(Document extract Opens)
Antibodies to the photoreceptor cell-specific nuclear receptor (PNR) gene product have also been identified in some patients with CAR. These antibodies initiate a cascade of events, leading to increased phosphorylation of rhodopsin, which, in turn, increases intracellular levels of calcium, which activates apoptotic pathways, resulting in photoreceptor cell death.

Patients with MAR have IgG autoantibodies that react with human rod bipolar cells. These same antibodies were identified in a patient with colon cancer rather than melanoma; therefore, this finding is not specific. Antibodies directed against the 35-kDa retinal Müller-cell layer have been found in some patients with AR (ie, those without evidence of underlying malignancy).

Postmortem examination of eyes with CAR demonstrates diffuse photoreceptor degeneration with or without inflammation. Ganglion cells and retinal vasculature are spared. In MAR, bipolar neurons in the inner nuclear layer are markedly decreased, with evidence of transynaptic ganglion-cell atrophy.

The overall prognosis of patients with PR is not good. Surgery, chemotherapy, and radiation therapy to treat the primary tumor do not appear to alter the visual prognosis. Various immunotherapies result in modest visual recovery in some cases. Corticosteroids have been shown to decrease antibody titers in patients with CAR and may stabilize their vision, but they do not usually reverse vision loss. Anecdotal reports describe improvement in both CAR and MAR with high-dose intravenous methylprednisolone, plasmapheresis combined with steroids, or intravenous immunoglobulin (IVIG); however, the treatment results are largely disappointing.
(Document extract Closes)
| List of tasks |
1: For each statement below, state whether it agrees with the passage on paraneoplastic retinopathy, answering yes or no and quoting the words of the passage that decide it: (a) Postmortem examination of eyes with CAR shows damage to ganglion cells and retinal vasculature. (b) The IgG autoantibodies found in patients with MAR are specific to melanoma. (c) Corticosteroids may stabilize vision in patients with CAR but do not usually reverse vision loss.
2: Continue the passage on paraneoplastic retinopathy from its final sentence.
The records come from a different source than the passage.
(Records Opens)
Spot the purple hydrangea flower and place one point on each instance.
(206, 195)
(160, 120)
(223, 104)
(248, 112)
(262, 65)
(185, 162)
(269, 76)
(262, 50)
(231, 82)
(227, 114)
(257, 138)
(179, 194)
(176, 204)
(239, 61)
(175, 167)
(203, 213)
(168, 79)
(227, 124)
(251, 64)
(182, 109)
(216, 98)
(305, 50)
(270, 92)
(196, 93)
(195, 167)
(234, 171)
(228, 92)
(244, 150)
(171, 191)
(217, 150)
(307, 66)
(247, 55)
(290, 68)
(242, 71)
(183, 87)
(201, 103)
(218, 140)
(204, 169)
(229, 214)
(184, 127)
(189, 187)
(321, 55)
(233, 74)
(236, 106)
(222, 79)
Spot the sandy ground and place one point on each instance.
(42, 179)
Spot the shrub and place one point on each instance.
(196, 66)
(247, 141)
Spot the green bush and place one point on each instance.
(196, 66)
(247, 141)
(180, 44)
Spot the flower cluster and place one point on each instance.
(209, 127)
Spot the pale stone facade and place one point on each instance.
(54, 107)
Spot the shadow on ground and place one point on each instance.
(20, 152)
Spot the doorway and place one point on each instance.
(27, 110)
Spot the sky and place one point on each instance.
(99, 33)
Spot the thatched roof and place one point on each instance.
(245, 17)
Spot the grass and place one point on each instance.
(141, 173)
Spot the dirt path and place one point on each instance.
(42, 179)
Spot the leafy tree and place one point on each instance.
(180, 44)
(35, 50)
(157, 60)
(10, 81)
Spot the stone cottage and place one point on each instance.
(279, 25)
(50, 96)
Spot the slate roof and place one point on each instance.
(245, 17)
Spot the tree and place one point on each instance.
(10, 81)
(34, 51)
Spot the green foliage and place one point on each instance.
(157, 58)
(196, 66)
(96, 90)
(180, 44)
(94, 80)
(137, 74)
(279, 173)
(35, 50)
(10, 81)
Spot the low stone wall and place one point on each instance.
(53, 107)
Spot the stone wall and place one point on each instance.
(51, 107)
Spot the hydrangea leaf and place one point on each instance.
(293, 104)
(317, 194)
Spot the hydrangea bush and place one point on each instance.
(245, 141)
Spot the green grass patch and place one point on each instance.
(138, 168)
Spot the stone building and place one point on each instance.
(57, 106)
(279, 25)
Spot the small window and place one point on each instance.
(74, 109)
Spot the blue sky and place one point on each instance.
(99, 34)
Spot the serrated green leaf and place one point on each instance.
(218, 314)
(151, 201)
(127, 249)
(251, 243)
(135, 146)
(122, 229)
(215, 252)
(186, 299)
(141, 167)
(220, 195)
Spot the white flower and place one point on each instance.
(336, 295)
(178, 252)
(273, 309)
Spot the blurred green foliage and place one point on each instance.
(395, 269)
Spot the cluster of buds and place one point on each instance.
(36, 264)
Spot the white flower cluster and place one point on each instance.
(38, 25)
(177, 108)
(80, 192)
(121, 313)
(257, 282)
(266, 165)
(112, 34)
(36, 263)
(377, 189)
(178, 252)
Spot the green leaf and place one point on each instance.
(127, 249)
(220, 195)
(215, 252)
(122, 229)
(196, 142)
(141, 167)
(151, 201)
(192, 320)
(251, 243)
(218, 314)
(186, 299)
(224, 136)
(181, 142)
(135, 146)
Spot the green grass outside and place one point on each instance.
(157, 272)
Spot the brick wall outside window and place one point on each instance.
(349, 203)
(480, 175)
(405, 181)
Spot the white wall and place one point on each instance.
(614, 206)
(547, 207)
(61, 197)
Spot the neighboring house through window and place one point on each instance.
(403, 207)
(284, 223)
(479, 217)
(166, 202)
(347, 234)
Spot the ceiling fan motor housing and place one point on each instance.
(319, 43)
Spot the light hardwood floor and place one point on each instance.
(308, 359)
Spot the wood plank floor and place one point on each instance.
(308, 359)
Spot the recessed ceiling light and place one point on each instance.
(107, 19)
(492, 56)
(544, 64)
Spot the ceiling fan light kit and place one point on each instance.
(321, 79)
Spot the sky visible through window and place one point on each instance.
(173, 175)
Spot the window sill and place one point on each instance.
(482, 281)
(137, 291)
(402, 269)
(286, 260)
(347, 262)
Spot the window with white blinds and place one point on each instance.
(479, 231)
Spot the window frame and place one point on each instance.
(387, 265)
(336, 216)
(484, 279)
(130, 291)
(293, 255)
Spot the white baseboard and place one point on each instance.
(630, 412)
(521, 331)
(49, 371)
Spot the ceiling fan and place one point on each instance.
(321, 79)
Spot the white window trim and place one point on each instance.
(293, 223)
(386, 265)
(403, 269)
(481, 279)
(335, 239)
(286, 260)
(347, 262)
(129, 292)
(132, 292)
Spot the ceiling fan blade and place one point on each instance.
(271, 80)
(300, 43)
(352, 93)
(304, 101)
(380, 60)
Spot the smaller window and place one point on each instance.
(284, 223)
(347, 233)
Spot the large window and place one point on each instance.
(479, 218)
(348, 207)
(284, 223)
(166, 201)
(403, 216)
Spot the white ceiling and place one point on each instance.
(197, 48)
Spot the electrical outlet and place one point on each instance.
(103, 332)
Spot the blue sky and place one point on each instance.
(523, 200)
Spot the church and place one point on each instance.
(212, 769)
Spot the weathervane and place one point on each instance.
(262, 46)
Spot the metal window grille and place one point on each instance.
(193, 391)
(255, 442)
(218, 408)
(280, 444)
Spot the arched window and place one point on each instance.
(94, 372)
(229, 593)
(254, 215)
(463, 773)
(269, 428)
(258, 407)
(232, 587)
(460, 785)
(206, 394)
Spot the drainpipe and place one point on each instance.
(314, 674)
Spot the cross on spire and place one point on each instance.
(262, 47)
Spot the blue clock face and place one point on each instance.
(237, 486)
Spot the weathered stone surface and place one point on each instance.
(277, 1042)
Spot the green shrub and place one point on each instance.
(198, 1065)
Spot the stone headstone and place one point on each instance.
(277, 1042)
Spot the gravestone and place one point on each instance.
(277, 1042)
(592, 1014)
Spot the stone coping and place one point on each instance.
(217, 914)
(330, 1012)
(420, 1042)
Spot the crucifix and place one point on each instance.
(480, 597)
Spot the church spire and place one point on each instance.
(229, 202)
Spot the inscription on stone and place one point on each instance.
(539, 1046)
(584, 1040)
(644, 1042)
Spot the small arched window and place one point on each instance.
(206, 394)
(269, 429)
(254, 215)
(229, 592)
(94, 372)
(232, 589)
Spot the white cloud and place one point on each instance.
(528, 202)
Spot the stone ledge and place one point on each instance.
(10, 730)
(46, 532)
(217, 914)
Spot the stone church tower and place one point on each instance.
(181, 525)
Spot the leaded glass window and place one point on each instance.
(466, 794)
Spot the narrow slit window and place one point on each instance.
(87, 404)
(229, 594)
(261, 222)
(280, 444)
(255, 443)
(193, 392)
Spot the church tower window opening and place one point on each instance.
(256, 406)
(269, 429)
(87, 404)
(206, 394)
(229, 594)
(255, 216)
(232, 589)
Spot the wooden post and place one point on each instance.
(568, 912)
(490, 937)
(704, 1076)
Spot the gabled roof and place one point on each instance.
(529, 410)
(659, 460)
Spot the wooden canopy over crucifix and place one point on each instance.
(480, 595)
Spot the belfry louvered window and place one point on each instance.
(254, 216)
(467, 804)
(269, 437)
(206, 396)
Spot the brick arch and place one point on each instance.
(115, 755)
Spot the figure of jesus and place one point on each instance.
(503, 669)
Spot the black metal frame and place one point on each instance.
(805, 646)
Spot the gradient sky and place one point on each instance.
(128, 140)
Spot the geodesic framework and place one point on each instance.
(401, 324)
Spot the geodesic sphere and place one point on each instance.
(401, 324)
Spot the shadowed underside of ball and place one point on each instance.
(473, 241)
(Records Closes)
| Results of the tasks |
1:
(a) No: "Ganglion cells and retinal vasculature are spared."
(b) No: "These same antibodies were identified in a patient with colon cancer rather than melanoma; therefore, this finding is not specific."
(c) Yes: "Corticosteroids have been shown to decrease antibody titers in patients with CAR and may stabilize their vision, but they do not usually reverse vision loss."

2:
Espandar et al described a beneficial response in a patient with CAR treated with alemtuzumab, a monoclonal antibody that is used for the treatment of various B-cell mediated disorders.^[3] Calcium antagonists aimed at blocking antibody-mediated apoptosis were found to be protective against antirecoverin antibodies in an animal model, but the efficacy in humans has not yet been demonstrated. In addition, azathioprine and gabapentin were reported to be of benefit in a patient with MAR.

Other research efforts involve activation of recoverin-specific antitumor cytotoxic T lymphocytes.

Case 1

A 60-year-old plumber developed painless visual loss in the right eye accompanied by intermittent "swirling clouds of smoke", occasional dim flashes of light, and photophobia. Visual acuity was count fingers OD and 20/25 OS. The visual field in the right eye showed a ring scotoma and was normal in the left eye. Dilated fundus examination and fluorescein angiography were normal. A retrobulbar optic neuropathy was suspected, but an MRI of the brain and orbits with gadolinium was normal. He received a tentative diagnosis of posterior ischemic optic neuropathy. Two months later, similar though milder visual loss developed in the left eye (see the image below). As before, the fundus appearance was normal.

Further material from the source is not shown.